» EXERCISE MATERIALS:

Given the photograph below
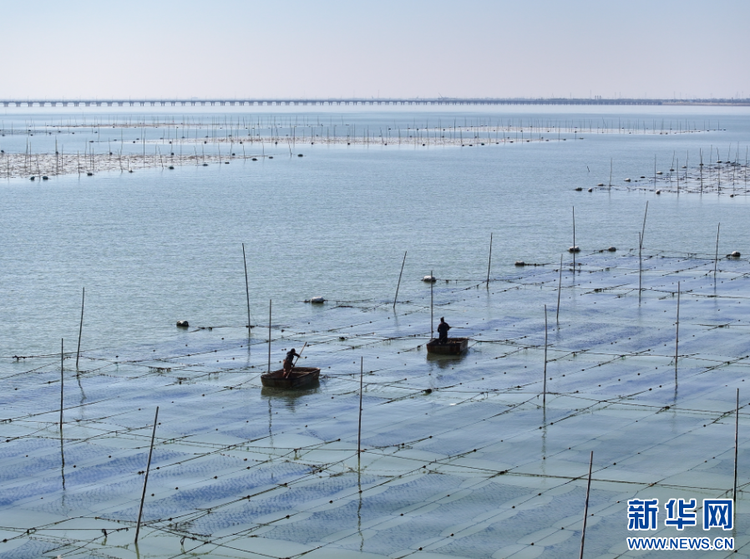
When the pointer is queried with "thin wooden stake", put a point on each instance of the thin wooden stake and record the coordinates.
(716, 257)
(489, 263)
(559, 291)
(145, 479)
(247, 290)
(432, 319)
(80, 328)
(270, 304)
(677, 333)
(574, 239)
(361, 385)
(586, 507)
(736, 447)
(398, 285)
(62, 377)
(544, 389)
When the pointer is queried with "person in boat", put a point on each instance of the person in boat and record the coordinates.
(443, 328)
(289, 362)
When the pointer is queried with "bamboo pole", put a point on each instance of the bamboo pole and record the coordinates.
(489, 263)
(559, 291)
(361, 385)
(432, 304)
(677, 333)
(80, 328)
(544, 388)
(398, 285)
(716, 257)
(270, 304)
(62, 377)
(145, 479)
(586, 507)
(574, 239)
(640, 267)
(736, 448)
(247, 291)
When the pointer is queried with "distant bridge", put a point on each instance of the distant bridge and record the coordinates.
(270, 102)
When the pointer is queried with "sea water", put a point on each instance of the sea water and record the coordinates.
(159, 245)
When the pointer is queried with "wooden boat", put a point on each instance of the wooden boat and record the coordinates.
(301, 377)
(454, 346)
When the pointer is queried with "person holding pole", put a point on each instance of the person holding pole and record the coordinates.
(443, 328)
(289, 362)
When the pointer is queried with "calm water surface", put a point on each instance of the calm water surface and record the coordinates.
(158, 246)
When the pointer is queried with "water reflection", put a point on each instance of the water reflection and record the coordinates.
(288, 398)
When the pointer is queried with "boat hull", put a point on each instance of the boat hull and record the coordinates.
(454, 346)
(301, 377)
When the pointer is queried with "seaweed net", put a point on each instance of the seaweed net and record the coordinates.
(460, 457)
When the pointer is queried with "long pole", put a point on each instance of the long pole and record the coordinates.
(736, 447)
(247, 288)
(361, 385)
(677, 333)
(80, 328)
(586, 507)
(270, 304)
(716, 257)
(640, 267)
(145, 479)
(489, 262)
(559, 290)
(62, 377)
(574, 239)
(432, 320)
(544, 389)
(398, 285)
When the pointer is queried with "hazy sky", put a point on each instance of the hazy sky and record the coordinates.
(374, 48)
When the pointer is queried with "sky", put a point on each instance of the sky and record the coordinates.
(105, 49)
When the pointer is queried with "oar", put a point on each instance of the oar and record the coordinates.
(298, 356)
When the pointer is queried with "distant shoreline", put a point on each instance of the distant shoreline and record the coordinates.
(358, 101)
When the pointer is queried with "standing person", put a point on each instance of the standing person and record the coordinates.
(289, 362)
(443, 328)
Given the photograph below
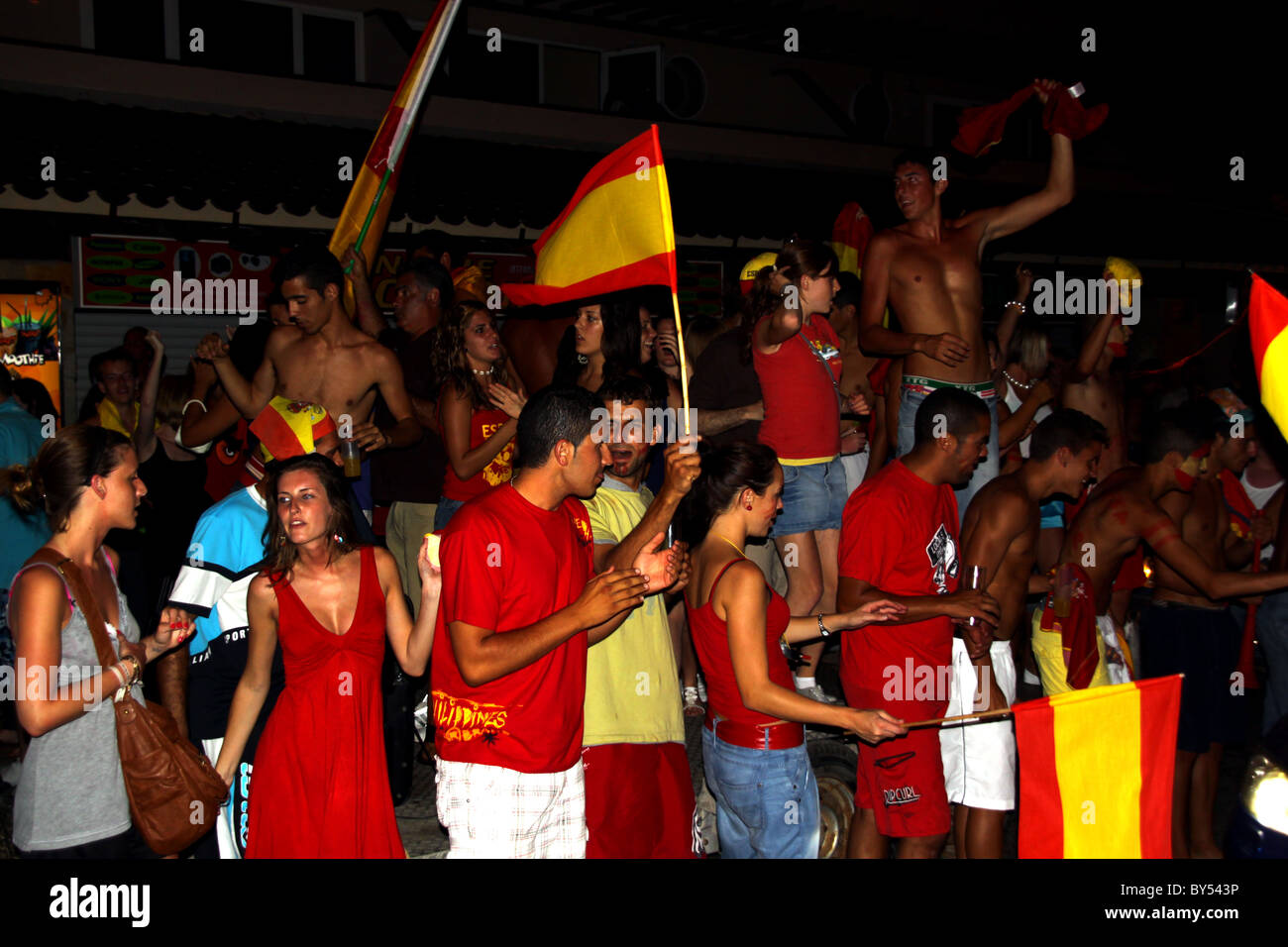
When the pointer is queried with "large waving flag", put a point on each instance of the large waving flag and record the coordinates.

» WHAT THIS TASK INVOLVES:
Restate the listing word for word, pictures omitted.

» TASK SOLUTION:
Given the photograph below
When the pointer is queried with "thin wooden stake", put a point on each instance of the thin wooden stake and record the coordinates.
(716, 257)
(489, 263)
(559, 291)
(145, 479)
(247, 290)
(432, 319)
(80, 328)
(270, 304)
(677, 333)
(574, 239)
(361, 385)
(586, 507)
(736, 447)
(398, 285)
(62, 377)
(544, 389)
When the pointer is queried with "person in boat", put a point on each instance of the person in boat and record the coordinates.
(443, 328)
(289, 362)
When the pointer is queried with "bamboo pole", put a point on each instance of the bamboo pole and record the coordinates.
(489, 263)
(559, 291)
(361, 385)
(432, 304)
(677, 333)
(80, 328)
(544, 388)
(398, 285)
(716, 257)
(270, 304)
(62, 377)
(145, 479)
(586, 507)
(574, 239)
(640, 267)
(736, 448)
(247, 291)
When the pointer is queried with "distant bridge", put a point on each instance of the distant bridge and record the coordinates.
(270, 102)
When the pointer is queried with "sea water", put a point on each instance of the sea water and record the coordinates.
(159, 245)
When the pointer is queried with "wooden boat", put a point on each instance of the wooden boat and record the coordinates.
(301, 377)
(454, 346)
When the pointer is queried with "person holding pole", put a point on each instance of the person holding pole and record the coordinates.
(443, 328)
(289, 362)
When the pointer is queried with "calm water surface", put a point on each instance of the calm water surface and record the coordinates.
(158, 246)
When the pointer is queried with "water reflection", put a point on each instance of the water reflection and record the coordinates.
(288, 398)
When the pointer is queried with "boat hull", put a point on each instance of the boat hull and record the coordinates.
(454, 346)
(301, 377)
When the pointer is queried with "seaweed net", put a point on each instance of the seaweed net and record the coordinates.
(460, 457)
When the pointer is queried with "long pole", put a point on each instance of the long pole and record the coordinates.
(736, 447)
(247, 288)
(361, 385)
(677, 333)
(80, 328)
(586, 507)
(270, 304)
(716, 257)
(640, 267)
(145, 479)
(489, 262)
(559, 290)
(62, 377)
(574, 239)
(432, 320)
(544, 389)
(398, 285)
When the pointer is queried with "hazy sky", put a point on each instance of the hazy sky and record the coordinates.
(374, 48)
When the pointer is queried with "sky", put a point on each instance of the sky and record the coordinates.
(105, 49)
When the pointer is queried with "oar", put a point on each instance of the oar and record the coordinates.
(298, 356)
When the pointer is queried with "distant shoreline", put a point on each instance of the distant shoreline and record the coordinates.
(358, 101)
When the pointer is queried with "standing person", put a point on each instance of the standing person and record the coordinates.
(289, 362)
(443, 328)
Given the photograph below
When the pointer is queried with "large waving flag", put a point on each instance of the large waving flag and record the coordinates.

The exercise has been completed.